Print them exactly: the lines from the beginning of the entries below through the line that contains "box: [0, 429, 118, 578]", and only those, with the pictures left out.

======== SUPPLIED RECORDS

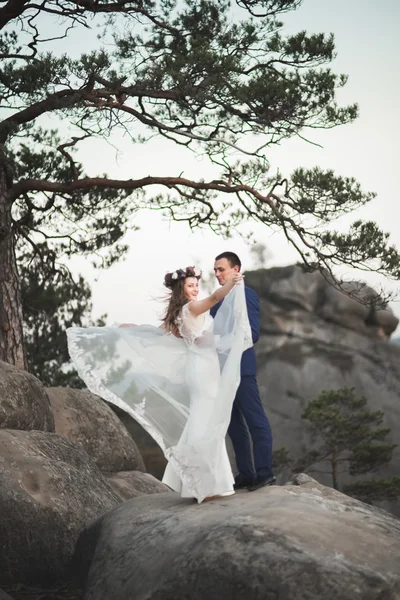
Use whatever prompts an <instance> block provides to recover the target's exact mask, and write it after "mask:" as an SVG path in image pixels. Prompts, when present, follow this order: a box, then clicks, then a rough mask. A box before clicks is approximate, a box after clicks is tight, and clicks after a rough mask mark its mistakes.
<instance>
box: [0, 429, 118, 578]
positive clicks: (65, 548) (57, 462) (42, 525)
mask: <svg viewBox="0 0 400 600" xmlns="http://www.w3.org/2000/svg"><path fill="white" fill-rule="evenodd" d="M119 502H120V498H119V496H117V494H115V492H114V491H113V490H112V488H111V487H110V485H109V484H108V483H107V481H106V480H105V479H104V477H103V475H102V474H101V473H100V471H99V470H98V468H97V467H96V465H95V463H94V462H93V460H91V459H90V457H89V456H88V455H87V454H86V452H85V451H84V450H83V449H82V448H81V447H79V446H77V445H76V444H74V443H73V442H71V441H69V440H67V439H66V438H64V437H61V436H59V435H56V434H54V433H43V432H41V431H17V430H9V429H0V540H1V551H0V585H3V587H7V586H8V585H10V584H14V583H19V584H29V585H32V586H37V587H40V586H42V585H43V586H44V587H45V586H49V585H51V584H52V583H54V582H55V583H59V582H60V581H62V580H63V579H65V578H68V577H69V563H70V558H71V556H72V552H73V548H74V545H75V542H76V539H77V537H78V535H79V533H80V531H81V530H82V529H83V527H84V526H85V525H87V524H88V523H89V522H91V521H92V520H93V519H96V518H97V517H99V516H100V515H102V514H103V513H105V512H107V511H108V510H110V509H111V508H113V507H115V506H116V505H117V504H118V503H119Z"/></svg>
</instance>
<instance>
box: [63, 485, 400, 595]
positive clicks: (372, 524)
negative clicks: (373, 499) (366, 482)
mask: <svg viewBox="0 0 400 600" xmlns="http://www.w3.org/2000/svg"><path fill="white" fill-rule="evenodd" d="M295 483H296V482H295ZM297 483H299V484H301V485H287V486H270V487H267V488H263V489H261V490H259V491H257V492H255V493H247V492H243V493H237V494H236V495H235V496H231V497H229V498H225V499H218V500H214V501H212V502H207V503H203V504H200V505H198V504H196V503H195V502H193V501H191V500H187V499H186V500H185V499H181V498H179V497H178V496H177V494H174V493H172V492H169V493H165V494H155V495H152V496H146V497H141V498H135V499H133V500H129V501H128V502H125V503H123V504H121V505H120V506H118V507H117V508H116V509H114V510H113V511H111V512H109V513H108V514H107V515H105V516H104V517H102V518H101V519H100V520H98V521H97V522H96V523H94V524H92V525H90V526H89V527H87V528H86V529H85V530H84V531H83V532H82V534H81V535H80V537H79V540H78V543H77V547H76V550H75V554H74V559H73V564H74V566H75V568H76V571H77V573H79V575H80V577H81V580H82V584H83V586H84V589H85V594H84V600H109V599H110V598H112V600H131V599H132V598H135V600H145V599H146V600H147V599H148V598H151V599H152V600H166V599H174V600H186V599H187V598H191V599H192V600H202V599H204V598H207V600H224V599H226V600H228V599H229V600H231V599H240V598H246V599H247V600H266V599H271V600H272V599H275V598H279V600H321V599H322V598H323V599H324V600H338V599H339V598H340V600H384V599H386V600H389V599H390V600H395V599H396V598H399V597H400V596H399V594H400V560H399V557H400V521H398V520H397V519H395V518H394V517H392V516H391V515H389V514H388V513H386V512H384V511H381V510H380V509H376V508H372V507H370V506H368V505H365V504H363V503H361V502H359V501H357V500H354V499H351V498H348V497H347V496H344V495H343V494H341V493H340V492H337V491H334V490H332V489H330V488H325V487H324V486H321V485H320V484H318V483H317V482H316V481H314V480H312V479H311V478H309V477H305V478H304V477H303V479H301V478H300V479H299V480H298V481H297Z"/></svg>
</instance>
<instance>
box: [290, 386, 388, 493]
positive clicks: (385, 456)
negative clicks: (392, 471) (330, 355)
mask: <svg viewBox="0 0 400 600" xmlns="http://www.w3.org/2000/svg"><path fill="white" fill-rule="evenodd" d="M302 417H303V419H305V420H307V421H308V423H309V426H310V431H311V434H312V438H313V442H314V447H313V448H312V449H311V450H310V451H308V452H307V453H306V454H305V455H304V456H303V457H301V458H300V459H299V460H298V461H297V464H296V466H295V470H296V471H301V470H305V469H312V466H313V465H314V464H316V463H324V464H326V465H327V472H328V473H329V474H330V476H331V478H332V487H334V488H335V489H340V487H341V486H340V476H341V474H342V473H344V472H348V473H349V474H350V475H353V476H359V475H366V474H370V473H375V472H376V471H378V470H379V469H380V468H381V467H383V466H385V465H387V464H388V463H389V462H390V461H391V459H392V454H393V450H394V449H395V448H396V444H390V443H388V442H387V441H386V438H387V436H388V434H389V433H390V429H388V428H385V427H382V424H383V419H384V413H383V412H382V411H370V410H369V409H368V407H367V399H366V398H364V397H357V396H356V394H355V391H354V388H342V389H338V390H332V391H323V392H321V394H320V395H319V396H318V397H317V398H316V399H315V400H312V401H311V402H310V403H309V404H308V406H307V408H306V409H305V410H304V412H303V414H302ZM398 479H399V478H397V480H398ZM377 482H378V483H377ZM379 487H380V492H381V495H380V499H383V498H385V494H388V495H391V496H393V495H394V494H399V492H400V488H399V482H398V481H397V483H396V478H387V479H380V480H375V483H372V482H370V481H365V482H364V481H362V482H357V483H354V484H352V485H351V486H350V485H348V486H347V487H346V489H345V491H346V493H350V492H352V494H353V495H356V496H357V497H359V496H360V497H361V498H362V499H363V498H366V497H368V494H369V497H370V498H372V497H374V499H377V498H378V496H379V494H378V488H379Z"/></svg>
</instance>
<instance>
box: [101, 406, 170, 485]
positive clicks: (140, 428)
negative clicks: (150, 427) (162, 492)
mask: <svg viewBox="0 0 400 600" xmlns="http://www.w3.org/2000/svg"><path fill="white" fill-rule="evenodd" d="M110 407H111V408H112V410H113V411H114V412H115V414H116V415H117V416H118V418H119V419H120V420H121V421H122V423H123V424H124V426H125V427H126V429H127V430H128V431H129V433H130V435H131V436H132V438H133V439H134V440H135V442H136V444H137V446H138V448H139V450H140V454H141V456H142V457H143V461H144V464H145V467H146V471H147V472H148V473H151V475H154V477H157V479H159V480H160V481H161V479H162V478H163V475H164V471H165V467H166V464H167V459H166V458H165V456H164V454H163V451H162V450H161V448H160V446H159V445H158V444H157V442H155V441H154V440H153V438H152V437H151V436H150V435H149V434H148V433H147V431H146V430H145V429H143V427H142V426H141V425H140V424H139V423H138V422H137V421H135V419H133V418H132V417H131V415H129V414H128V413H126V412H124V411H123V410H121V409H120V408H118V406H115V405H113V404H110Z"/></svg>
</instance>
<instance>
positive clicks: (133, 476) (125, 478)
mask: <svg viewBox="0 0 400 600" xmlns="http://www.w3.org/2000/svg"><path fill="white" fill-rule="evenodd" d="M106 478H107V481H108V483H109V484H110V485H111V487H112V488H113V490H114V491H115V493H116V494H118V496H119V497H120V498H121V501H122V502H124V501H125V500H129V499H130V498H136V497H137V496H143V495H144V494H159V493H161V492H167V491H169V488H168V487H167V486H166V485H164V484H163V483H161V482H160V481H159V480H158V479H156V478H155V477H153V475H150V474H149V473H141V472H140V471H121V472H120V473H111V474H110V475H107V477H106Z"/></svg>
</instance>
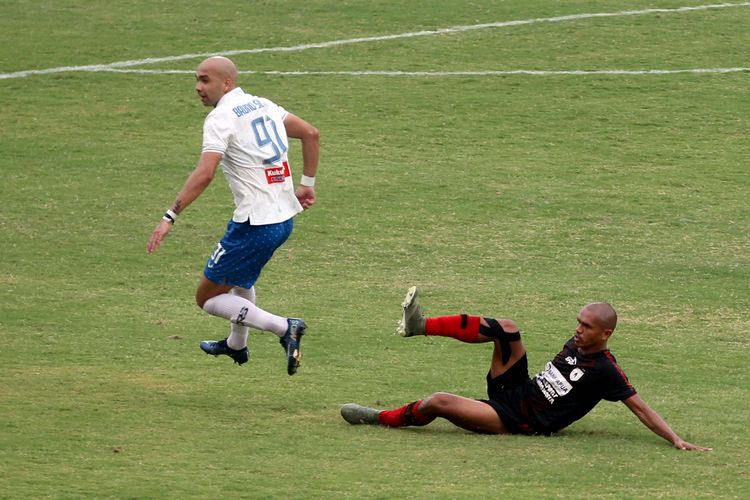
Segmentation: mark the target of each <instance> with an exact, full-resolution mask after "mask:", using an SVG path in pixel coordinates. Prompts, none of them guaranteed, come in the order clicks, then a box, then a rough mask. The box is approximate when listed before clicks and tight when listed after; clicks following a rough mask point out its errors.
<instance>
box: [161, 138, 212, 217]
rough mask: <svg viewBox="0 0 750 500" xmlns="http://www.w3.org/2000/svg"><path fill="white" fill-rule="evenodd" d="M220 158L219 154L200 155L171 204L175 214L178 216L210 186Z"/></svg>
mask: <svg viewBox="0 0 750 500" xmlns="http://www.w3.org/2000/svg"><path fill="white" fill-rule="evenodd" d="M222 156H223V155H222V154H221V153H214V152H206V153H201V157H200V159H199V160H198V165H196V166H195V169H194V170H193V172H192V173H191V174H190V177H188V179H187V181H185V185H184V186H183V187H182V190H181V191H180V194H178V195H177V198H176V199H175V202H174V203H173V204H172V210H173V211H174V212H175V213H177V214H179V213H180V212H182V211H183V210H185V208H187V206H188V205H190V204H191V203H192V202H194V201H195V200H196V199H197V198H198V197H199V196H200V195H201V193H203V191H204V190H205V189H206V188H207V187H208V185H209V184H211V181H212V180H213V178H214V175H215V174H216V168H217V167H218V166H219V162H220V161H221V157H222Z"/></svg>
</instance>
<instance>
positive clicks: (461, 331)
mask: <svg viewBox="0 0 750 500" xmlns="http://www.w3.org/2000/svg"><path fill="white" fill-rule="evenodd" d="M402 307H403V314H402V316H401V320H400V321H399V323H398V328H397V332H398V333H399V335H401V336H402V337H412V336H414V335H439V336H442V337H451V338H454V339H456V340H460V341H461V342H467V343H472V344H473V343H477V342H490V341H491V340H492V339H490V338H483V337H481V336H480V335H479V327H480V321H479V320H480V318H479V316H469V315H467V314H456V315H452V316H439V317H433V318H428V317H426V316H425V315H424V311H423V310H422V306H420V304H419V289H418V288H417V287H416V286H413V287H411V288H410V289H409V291H408V292H407V293H406V297H405V298H404V302H403V304H402Z"/></svg>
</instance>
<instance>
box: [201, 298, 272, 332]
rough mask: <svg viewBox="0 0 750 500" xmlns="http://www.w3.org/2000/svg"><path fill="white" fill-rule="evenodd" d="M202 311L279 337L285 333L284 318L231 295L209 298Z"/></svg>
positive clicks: (232, 322)
mask: <svg viewBox="0 0 750 500" xmlns="http://www.w3.org/2000/svg"><path fill="white" fill-rule="evenodd" d="M203 310H204V311H206V312H207V313H208V314H212V315H214V316H219V317H220V318H224V319H228V320H229V321H231V322H232V323H237V324H239V325H243V326H250V327H253V328H257V329H258V330H266V331H269V332H273V333H275V334H276V335H278V336H279V337H282V336H284V333H286V329H287V322H286V318H282V317H281V316H276V315H275V314H271V313H269V312H266V311H264V310H263V309H261V308H260V307H258V306H256V305H255V304H253V303H252V302H250V301H249V300H247V299H244V298H242V297H239V296H237V295H232V294H231V293H222V294H221V295H217V296H216V297H211V298H210V299H208V300H207V301H206V302H205V303H204V304H203Z"/></svg>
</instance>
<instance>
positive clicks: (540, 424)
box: [520, 338, 636, 434]
mask: <svg viewBox="0 0 750 500" xmlns="http://www.w3.org/2000/svg"><path fill="white" fill-rule="evenodd" d="M523 388H524V390H522V391H521V392H522V393H523V395H522V396H521V401H520V410H521V412H520V413H521V414H523V415H524V417H525V420H527V422H528V424H529V425H530V426H531V427H532V428H533V429H534V431H536V432H539V433H543V434H548V433H552V432H556V431H558V430H560V429H562V428H564V427H567V426H568V425H570V424H571V423H573V422H575V421H576V420H578V419H580V418H581V417H583V416H584V415H586V414H587V413H588V412H589V411H591V410H592V409H593V408H594V406H596V404H597V403H599V401H601V400H602V399H605V400H607V401H622V400H624V399H627V398H629V397H631V396H633V395H634V394H636V390H635V389H634V388H633V386H632V385H631V384H630V382H629V381H628V377H627V376H626V375H625V372H623V371H622V369H621V368H620V366H619V365H618V364H617V361H616V360H615V357H614V356H613V355H612V353H611V352H610V351H609V350H604V351H600V352H596V353H593V354H587V355H584V354H581V353H579V352H578V348H577V347H576V346H575V342H574V340H573V338H571V339H570V340H568V341H567V342H566V343H565V345H564V346H563V349H562V351H560V352H559V353H558V354H557V355H556V356H555V357H554V359H553V360H552V361H550V362H548V363H547V364H546V365H545V367H544V369H543V370H542V371H541V372H539V373H538V374H536V375H535V376H534V377H532V378H531V380H529V381H528V382H527V383H526V384H524V386H523Z"/></svg>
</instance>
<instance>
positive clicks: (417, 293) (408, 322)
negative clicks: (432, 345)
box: [396, 286, 425, 337]
mask: <svg viewBox="0 0 750 500" xmlns="http://www.w3.org/2000/svg"><path fill="white" fill-rule="evenodd" d="M402 306H403V307H404V313H403V315H402V316H401V320H400V321H399V322H398V327H397V328H396V332H397V333H398V334H399V335H401V336H402V337H412V336H414V335H424V334H425V333H424V327H425V317H424V312H423V311H422V307H421V306H420V305H419V290H418V289H417V287H416V286H413V287H411V288H409V291H408V292H406V297H405V298H404V303H403V304H402Z"/></svg>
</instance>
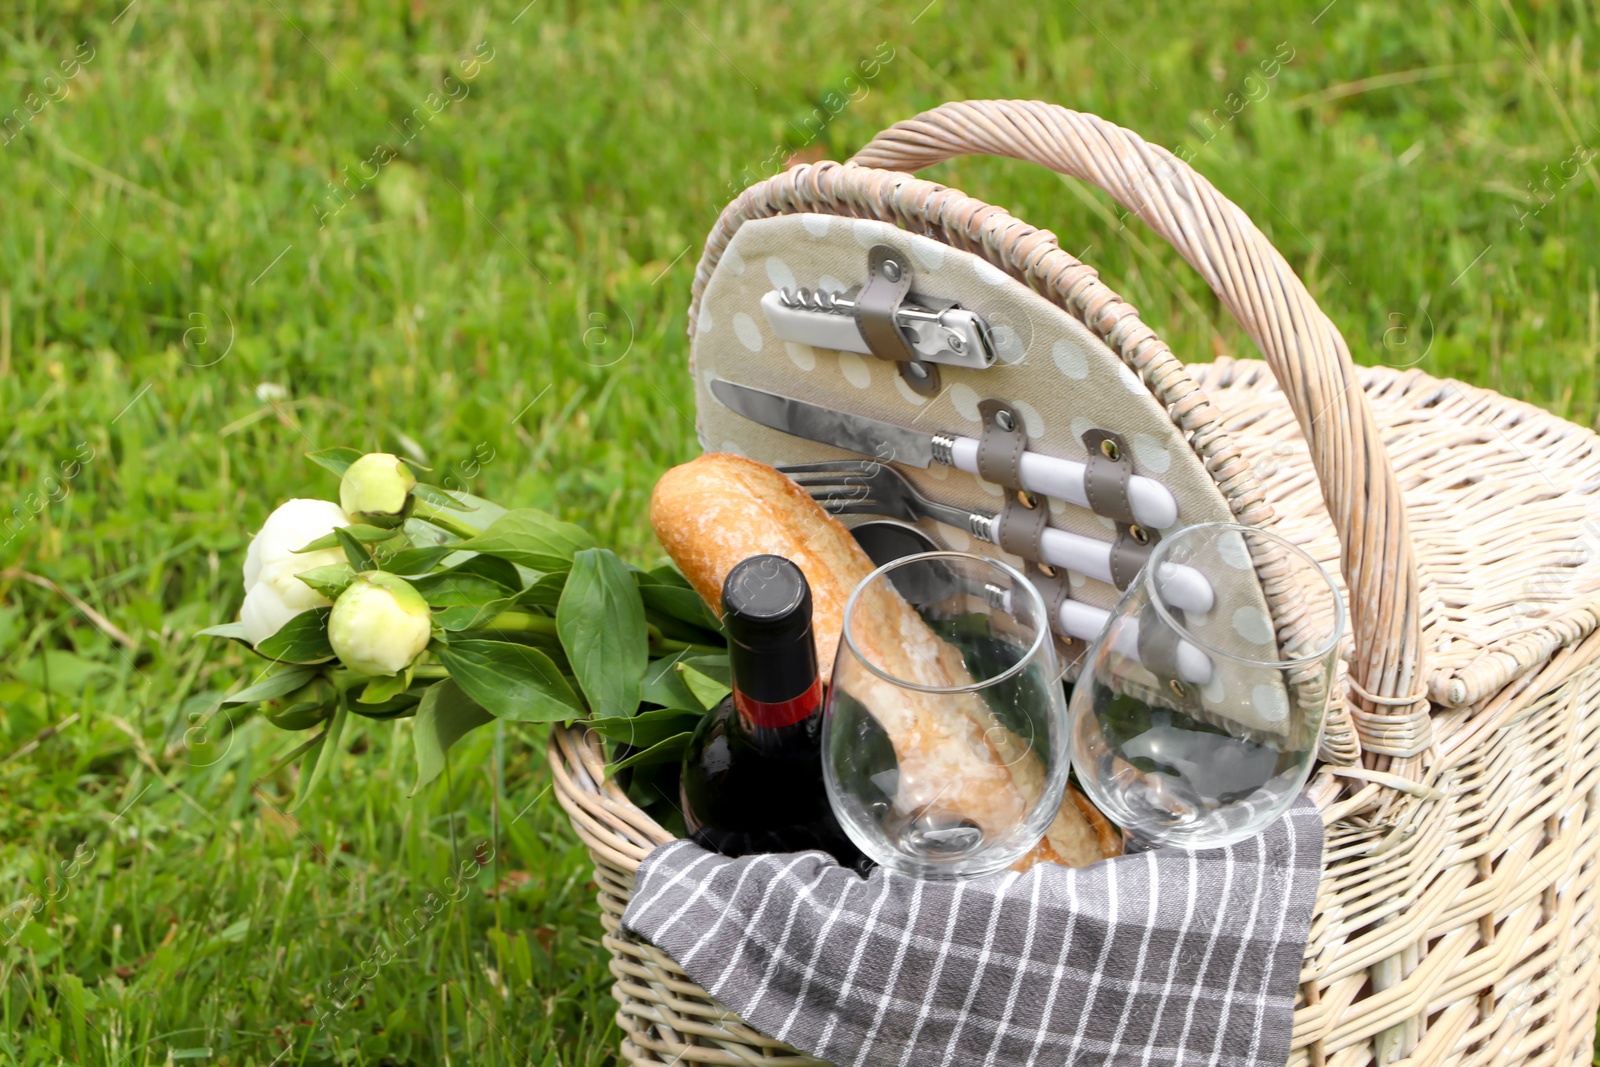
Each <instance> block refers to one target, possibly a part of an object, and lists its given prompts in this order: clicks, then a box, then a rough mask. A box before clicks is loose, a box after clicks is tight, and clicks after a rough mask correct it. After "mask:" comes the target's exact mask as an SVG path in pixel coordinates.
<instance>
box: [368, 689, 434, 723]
mask: <svg viewBox="0 0 1600 1067" xmlns="http://www.w3.org/2000/svg"><path fill="white" fill-rule="evenodd" d="M418 704H421V697H419V696H418V694H416V693H402V694H400V696H397V697H394V699H392V701H384V702H382V704H362V702H360V701H357V702H354V704H350V710H352V712H355V713H357V715H360V717H362V718H376V720H390V718H410V717H411V715H416V705H418Z"/></svg>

================

# [SOLUTION TO THIS EXERCISE]
Use whatever prompts an <instance> block provides to recover the target's exact mask, and write it after "mask:" as an SVG path in image pixels. Prompts, when present, follow this order: a box, then clicks, then a rough mask. A box before clicks is approximate, a box after clicks is tight, and clicks after a rough mask mark its mistakes.
<instance>
box: [0, 429, 118, 578]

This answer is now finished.